■ **TASK REQUIREMENTS**
For this exercise, print all of the data exactly as given.

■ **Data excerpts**
--------------------------------

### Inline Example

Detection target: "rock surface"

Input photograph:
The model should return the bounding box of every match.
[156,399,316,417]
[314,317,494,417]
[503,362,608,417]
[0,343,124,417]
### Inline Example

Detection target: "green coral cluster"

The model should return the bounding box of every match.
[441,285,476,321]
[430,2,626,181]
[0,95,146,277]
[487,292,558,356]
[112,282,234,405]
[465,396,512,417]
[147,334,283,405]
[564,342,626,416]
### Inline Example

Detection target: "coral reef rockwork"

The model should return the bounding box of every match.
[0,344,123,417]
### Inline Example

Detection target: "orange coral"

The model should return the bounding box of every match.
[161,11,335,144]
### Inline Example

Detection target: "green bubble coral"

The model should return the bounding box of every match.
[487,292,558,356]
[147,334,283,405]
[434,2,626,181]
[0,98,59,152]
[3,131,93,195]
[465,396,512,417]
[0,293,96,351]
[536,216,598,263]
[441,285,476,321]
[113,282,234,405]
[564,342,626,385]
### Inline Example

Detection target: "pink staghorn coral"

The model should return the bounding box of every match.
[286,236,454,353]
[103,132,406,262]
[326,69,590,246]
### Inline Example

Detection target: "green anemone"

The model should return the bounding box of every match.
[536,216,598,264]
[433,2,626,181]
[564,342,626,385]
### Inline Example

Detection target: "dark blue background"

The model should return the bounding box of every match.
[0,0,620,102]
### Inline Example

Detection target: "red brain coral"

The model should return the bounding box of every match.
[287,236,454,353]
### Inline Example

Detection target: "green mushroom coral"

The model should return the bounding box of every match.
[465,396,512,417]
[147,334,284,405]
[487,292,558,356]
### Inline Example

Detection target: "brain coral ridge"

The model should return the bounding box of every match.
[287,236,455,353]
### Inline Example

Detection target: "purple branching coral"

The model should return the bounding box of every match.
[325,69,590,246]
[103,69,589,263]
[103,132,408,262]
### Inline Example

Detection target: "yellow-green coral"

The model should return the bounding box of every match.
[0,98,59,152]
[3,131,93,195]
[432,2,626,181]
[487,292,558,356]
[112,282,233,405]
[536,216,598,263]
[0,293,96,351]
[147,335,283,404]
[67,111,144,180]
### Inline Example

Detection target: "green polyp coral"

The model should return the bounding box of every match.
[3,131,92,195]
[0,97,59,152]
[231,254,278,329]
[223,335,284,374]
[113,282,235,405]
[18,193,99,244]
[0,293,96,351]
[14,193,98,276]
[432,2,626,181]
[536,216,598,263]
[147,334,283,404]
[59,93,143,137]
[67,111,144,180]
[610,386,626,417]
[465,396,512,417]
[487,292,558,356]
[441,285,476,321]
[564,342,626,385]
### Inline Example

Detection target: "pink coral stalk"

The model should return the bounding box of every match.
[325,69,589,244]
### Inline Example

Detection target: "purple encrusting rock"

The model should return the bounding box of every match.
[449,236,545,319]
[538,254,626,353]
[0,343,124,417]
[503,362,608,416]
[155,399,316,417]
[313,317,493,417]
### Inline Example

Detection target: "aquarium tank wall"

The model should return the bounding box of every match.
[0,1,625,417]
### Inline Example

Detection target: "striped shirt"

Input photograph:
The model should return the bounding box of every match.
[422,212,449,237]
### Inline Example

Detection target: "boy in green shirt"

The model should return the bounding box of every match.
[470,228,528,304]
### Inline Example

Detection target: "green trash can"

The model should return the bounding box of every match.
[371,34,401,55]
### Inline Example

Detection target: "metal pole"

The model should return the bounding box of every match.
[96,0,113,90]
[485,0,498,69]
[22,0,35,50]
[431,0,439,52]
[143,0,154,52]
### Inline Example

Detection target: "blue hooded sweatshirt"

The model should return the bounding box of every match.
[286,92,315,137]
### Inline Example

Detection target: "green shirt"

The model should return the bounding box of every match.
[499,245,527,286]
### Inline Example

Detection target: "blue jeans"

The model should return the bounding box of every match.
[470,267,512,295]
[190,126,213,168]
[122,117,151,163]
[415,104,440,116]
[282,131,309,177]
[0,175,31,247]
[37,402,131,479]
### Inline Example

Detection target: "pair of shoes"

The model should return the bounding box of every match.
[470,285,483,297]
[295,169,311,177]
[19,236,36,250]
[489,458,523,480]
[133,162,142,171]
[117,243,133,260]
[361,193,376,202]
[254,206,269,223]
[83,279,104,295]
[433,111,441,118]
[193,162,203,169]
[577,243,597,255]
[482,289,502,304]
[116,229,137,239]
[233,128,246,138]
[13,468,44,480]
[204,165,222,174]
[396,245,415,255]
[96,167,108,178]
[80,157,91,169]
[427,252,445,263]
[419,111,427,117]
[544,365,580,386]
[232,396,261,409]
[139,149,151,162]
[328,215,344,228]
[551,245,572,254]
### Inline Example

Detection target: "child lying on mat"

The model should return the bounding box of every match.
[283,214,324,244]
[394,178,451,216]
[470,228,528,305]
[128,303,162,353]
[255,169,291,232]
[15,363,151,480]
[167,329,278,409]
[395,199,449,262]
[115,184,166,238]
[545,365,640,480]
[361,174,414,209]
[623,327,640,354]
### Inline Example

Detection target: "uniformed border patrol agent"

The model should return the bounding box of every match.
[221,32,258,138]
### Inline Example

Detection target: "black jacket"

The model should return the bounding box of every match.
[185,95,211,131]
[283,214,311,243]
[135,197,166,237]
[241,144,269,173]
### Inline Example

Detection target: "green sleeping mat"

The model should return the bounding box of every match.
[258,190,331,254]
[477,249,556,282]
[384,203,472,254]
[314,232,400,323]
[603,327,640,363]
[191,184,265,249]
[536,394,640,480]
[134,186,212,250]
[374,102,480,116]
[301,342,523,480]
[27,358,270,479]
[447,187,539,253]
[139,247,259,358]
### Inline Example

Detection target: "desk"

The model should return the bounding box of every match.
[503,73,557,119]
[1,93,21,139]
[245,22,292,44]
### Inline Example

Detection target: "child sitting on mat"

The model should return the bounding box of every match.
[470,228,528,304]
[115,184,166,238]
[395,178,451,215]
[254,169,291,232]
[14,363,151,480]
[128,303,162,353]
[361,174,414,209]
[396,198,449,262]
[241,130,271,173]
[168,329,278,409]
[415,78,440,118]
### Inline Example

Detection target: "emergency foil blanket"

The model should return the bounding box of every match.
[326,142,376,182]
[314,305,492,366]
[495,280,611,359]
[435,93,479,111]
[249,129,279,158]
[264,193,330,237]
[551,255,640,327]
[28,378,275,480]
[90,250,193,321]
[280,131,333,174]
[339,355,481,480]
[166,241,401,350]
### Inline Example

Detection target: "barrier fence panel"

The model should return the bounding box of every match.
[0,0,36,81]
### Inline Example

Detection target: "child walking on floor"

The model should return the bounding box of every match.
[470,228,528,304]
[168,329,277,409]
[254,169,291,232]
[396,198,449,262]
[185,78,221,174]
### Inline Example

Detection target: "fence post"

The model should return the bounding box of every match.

--------------------------------

■ **REPLY**
### Inline Example

Detection target: "rock surface"

Input photograph:
The model should return the bounding box of every match.
[156,399,316,417]
[314,317,494,417]
[503,362,608,417]
[0,343,124,417]
### Inline Example

Detection target: "green coral cluster"

The model should return the bounding box of every match.
[441,285,476,321]
[430,2,626,181]
[0,95,146,277]
[487,292,558,356]
[112,282,234,405]
[465,396,512,417]
[147,334,283,405]
[564,342,626,416]
### Inline Example

Detection target: "coral reef rockwork"

The model should return the bounding box of every match.
[0,344,123,417]
### Inline Example

Detection target: "orange coral"

The model should return the bounding box of every match.
[161,11,335,144]
### Inline Example

Detection target: "green bubble coral"

The model should return the bounding box of every match.
[487,292,558,356]
[147,334,283,405]
[434,2,626,181]
[0,98,59,152]
[3,131,93,195]
[465,396,512,417]
[0,293,96,351]
[536,216,598,263]
[441,285,476,321]
[113,282,234,405]
[564,342,626,385]
### Inline Example

Detection target: "pink staghorn coral"

The model should return the bounding box of every match.
[286,236,454,353]
[103,132,406,262]
[326,69,590,246]
### Inline Example

Detection target: "green anemone"

The model should return the bounding box of every match.
[536,216,598,264]
[433,2,626,181]
[564,342,626,385]
### Inline Example

Detection target: "dark blue background"

The model should return the bounding box of every match.
[0,0,620,102]
### Inline Example

Detection target: "red brain coral"

The model should return the bounding box of every match.
[287,236,454,353]
### Inline Example

Detection target: "green mushroom coral"

The model should return the bounding box of every match.
[465,396,512,417]
[147,334,284,405]
[487,292,558,356]
### Inline Example

Detection target: "brain coral ridge"

The model should return the bounding box of every match.
[287,236,455,353]
### Inline Example

Detection target: "purple branching coral"

The model should return the bounding box of every match.
[325,69,590,246]
[103,69,589,263]
[103,132,408,262]
### Inline Example

Detection target: "yellow-green coral"

The model should return the bounding box of every match.
[0,98,59,152]
[3,131,93,195]
[432,2,626,181]
[487,292,558,356]
[112,282,233,405]
[536,216,598,263]
[0,293,96,351]
[147,335,283,404]
[67,111,144,180]
### Inline Example

Detection target: "green polyp coral"

The model should return the bounding box of every match.
[3,131,92,195]
[0,97,59,152]
[231,254,278,329]
[223,335,284,374]
[113,282,235,405]
[18,193,99,244]
[0,293,96,351]
[14,193,98,276]
[432,2,626,181]
[536,216,598,263]
[147,334,283,404]
[59,93,143,137]
[67,111,144,180]
[610,386,626,417]
[465,396,512,417]
[487,292,558,356]
[441,285,476,321]
[564,342,626,385]
### Inline Example

Detection target: "pink coral stalk"

The model should return the bounding box of every match.
[325,69,589,244]
### Inline Example

Detection target: "purple encrusting rock"

The model should return the bounding box of every match.
[449,236,545,319]
[538,254,626,353]
[0,343,124,417]
[503,362,608,416]
[155,399,316,417]
[313,317,493,417]
### Inline Example

Detection target: "aquarium tank wall"

The model should return the bounding box of every match.
[0,1,625,417]
### Inline Example

Detection target: "striped shirt"

Input photograph:
The model should return the bounding box of every match.
[422,212,449,237]
### Inline Example

Detection target: "boy in green shirt"

The model should return the bounding box of every match.
[470,228,528,304]
### Inline Example

Detection target: "green trash can"

The model should return the bounding box of every match.
[371,34,401,55]
### Inline Example

Detection target: "metal pole"

The model should return the bounding box of every match.
[96,0,113,90]
[485,0,498,69]
[22,0,35,50]
[431,0,439,52]
[143,0,154,52]
### Inline Example

Detection target: "blue hooded sweatshirt"

The model should return the bounding box of every match.
[286,92,315,137]
### Inline Example

Detection target: "green shirt"

The model should return the bounding box of every match.
[499,245,527,286]
### Inline Example

Detection target: "blue jeans"

The model should return the bounding box of every match.
[470,267,512,295]
[190,126,213,168]
[122,117,151,163]
[415,104,440,116]
[282,131,309,177]
[0,175,31,247]
[37,402,131,479]
### Inline Example

Detection target: "pair of shoes"

The model should return the bounding box of every match.
[470,285,483,297]
[295,169,311,177]
[19,236,36,250]
[489,458,523,480]
[133,162,142,171]
[117,243,133,260]
[361,193,376,202]
[254,206,269,223]
[83,279,104,295]
[433,111,441,118]
[193,162,203,169]
[577,243,597,255]
[482,289,502,304]
[116,229,137,239]
[233,128,246,138]
[13,468,44,480]
[204,165,222,174]
[396,245,415,255]
[96,167,108,178]
[80,157,91,169]
[427,252,445,263]
[419,111,427,117]
[544,365,580,386]
[232,396,261,409]
[139,149,151,162]
[328,215,344,228]
[551,245,572,254]
### Inline Example

Detection target: "child lying on mat"

The model should return the bounding box of every match.
[283,214,324,244]
[394,178,451,216]
[470,228,528,305]
[128,303,162,353]
[255,169,291,232]
[15,363,151,480]
[167,329,278,409]
[395,199,449,262]
[115,184,166,238]
[545,365,640,480]
[361,174,414,209]
[623,327,640,354]
### Inline Example

Detection target: "uniformed border patrol agent"

The model should return the bounding box of every match.
[221,32,258,138]
### Inline Example

Detection target: "black jacket"

The model should return the bounding box of every match.
[185,95,211,131]
[283,214,311,243]
[135,197,166,237]
[241,144,269,173]
### Inline Example

Detection target: "green sleeping mat"

The model should return the bounding box of every match.
[258,190,331,254]
[477,249,556,282]
[384,203,472,254]
[314,232,400,323]
[603,327,640,363]
[191,184,265,249]
[536,394,640,480]
[134,186,212,250]
[374,102,480,116]
[301,342,523,480]
[27,358,270,479]
[447,187,539,253]
[139,247,259,358]
### Inline Example

Detection target: "desk"

The model should return the bounding box of every match.
[503,73,557,119]
[1,93,21,139]
[245,22,292,44]
### Inline Example

Detection target: "child sitting on mat"

The model should return the bounding box of every match.
[470,228,528,304]
[115,184,166,238]
[395,178,451,215]
[254,169,291,232]
[14,363,151,480]
[128,303,162,353]
[361,174,414,209]
[396,198,449,262]
[241,130,271,173]
[168,329,278,409]
[415,78,440,118]
### Inline Example

Detection target: "emergency foil blanket"

The model should return the bounding box of every match.
[326,142,376,182]
[314,305,492,366]
[495,280,611,359]
[435,93,479,111]
[249,129,279,158]
[264,193,330,237]
[551,255,640,327]
[28,378,275,480]
[90,250,193,321]
[280,131,333,174]
[339,355,481,480]
[166,241,401,350]
### Inline Example

Detection target: "barrier fence panel"

The model should return the bounding box of every match.
[0,0,36,81]
### Inline Example

Detection target: "child walking on floor"

The model should return the bounding box of every match.
[470,228,528,304]
[168,329,277,409]
[254,169,291,232]
[396,198,449,262]
[185,78,221,174]
### Inline Example

Detection target: "fence post"

The model should return the bounding box of every match.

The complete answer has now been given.